begin Passage provided

Building on my previous exploration of a traditional event-driven chat server in C++ with epoll, I've now implemented a modern solution using C++20 coroutines. While both approaches leverage epoll's efficiency, coroutines provide a more natural, synchronous-like coding style while maintaining all the benefits of non-blocking I/O. In this article, I'll walk through this implementation and compare it with the traditional event-loop approach.

The Promise of Coroutines: Combining Efficiency with Readability

C++20 coroutines offer a revolutionary way to write asynchronous code that looks synchronous. This seemingly contradictory benefit gives us the best of both worlds:

The efficiency and scalability of non-blocking I/O
The readability and maintainability of synchronous code

First, Let’s see how to choose between these approaches:

Comparing to the traditional non-blocking epoll loop approach, the fundamental shift in our architecture is how we represent and handle client connections:

Instead of writing handlers for different events, we write coroutines that look like sequential code but can suspend execution, waiting for I/O operations to complete.

end Passage provided
begin Extracted records

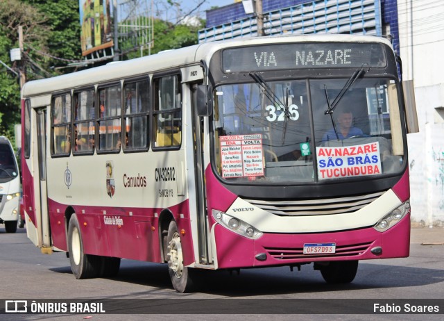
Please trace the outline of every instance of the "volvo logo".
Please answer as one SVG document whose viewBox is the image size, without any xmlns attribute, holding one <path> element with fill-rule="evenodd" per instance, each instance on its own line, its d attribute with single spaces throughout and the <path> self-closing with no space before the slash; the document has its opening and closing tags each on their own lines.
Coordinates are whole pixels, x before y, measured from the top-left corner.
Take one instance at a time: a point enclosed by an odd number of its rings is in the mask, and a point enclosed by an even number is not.
<svg viewBox="0 0 444 321">
<path fill-rule="evenodd" d="M 233 212 L 248 212 L 249 211 L 255 211 L 253 207 L 243 207 L 241 208 L 233 208 Z"/>
</svg>

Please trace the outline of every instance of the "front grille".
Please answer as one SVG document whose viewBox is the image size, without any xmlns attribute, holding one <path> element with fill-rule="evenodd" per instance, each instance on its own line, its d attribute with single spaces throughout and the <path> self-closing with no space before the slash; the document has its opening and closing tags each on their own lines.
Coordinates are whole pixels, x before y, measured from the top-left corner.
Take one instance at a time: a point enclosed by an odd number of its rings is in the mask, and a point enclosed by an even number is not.
<svg viewBox="0 0 444 321">
<path fill-rule="evenodd" d="M 301 258 L 356 256 L 365 252 L 371 244 L 372 242 L 369 242 L 367 243 L 336 246 L 336 253 L 329 254 L 304 254 L 304 250 L 302 247 L 265 247 L 265 249 L 269 256 L 276 260 L 293 260 Z"/>
<path fill-rule="evenodd" d="M 351 213 L 362 208 L 382 195 L 385 191 L 345 197 L 300 201 L 245 201 L 279 216 L 323 215 Z"/>
</svg>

end Extracted records

- _Parts of the exercise_
1. Answer these from the article on the C++20 coroutine chat server:
(a) Which I/O mechanism do both the traditional and the coroutine approaches rely on?
(b) Which two qualities of synchronous code does the article say coroutines bring?
(c) In place of handlers for different events, what does the coroutine design have you write?
2. In two or three sentences, explain why the coroutine article calls C++20 coroutines "the best of both worlds."
3. Continue the article on the coroutine-based chat server, starting right after its last sentence.
You won't need the items to do any of this.

- _Exercise results_
1.
(a) epoll.
(b) Readability and maintainability.
(c) Coroutines that look like sequential code but can suspend execution while waiting for I/O operations to complete.

2. Coroutines let you write asynchronous code that looks synchronous. You keep the efficiency and scalability of non-blocking I/O and also get the readability and maintainability of synchronous code.

3.
The Magic of EpollAwaitable: Bridging Coroutines and epoll

The core innovation in our implementation is the EpollAwaitable class, which serves as the bridge between the epoll event loop and C++ coroutines:

struct EpollAwaitable {
    Client* client;
    bool is_write;

    EpollAwaitable(Client* c, bool write = false) : client(c), is_write(write) {}

    bool await_ready() noexcept { return false; }

    void await_suspend(std::coroutine_handle<> h) noexcept {
        client->set_coroutine_handle(h, is_write);
        if (is_write) client->update_epoll(true);
    }

    uint32_t await_resume() noexcept { return client->event; }
};

This class enables us to write code like:

// Wait for read events in a blocking style
uint32_t events = co_await EpollAwaitable(client);

When the coroutine reaches this line, several things happen:

The coroutine's state is captured and suspended
The coroutine handle is stored in the client object
When epoll signals an event for this client, the coroutine resumes
Execution continues with the events returned by await_resume()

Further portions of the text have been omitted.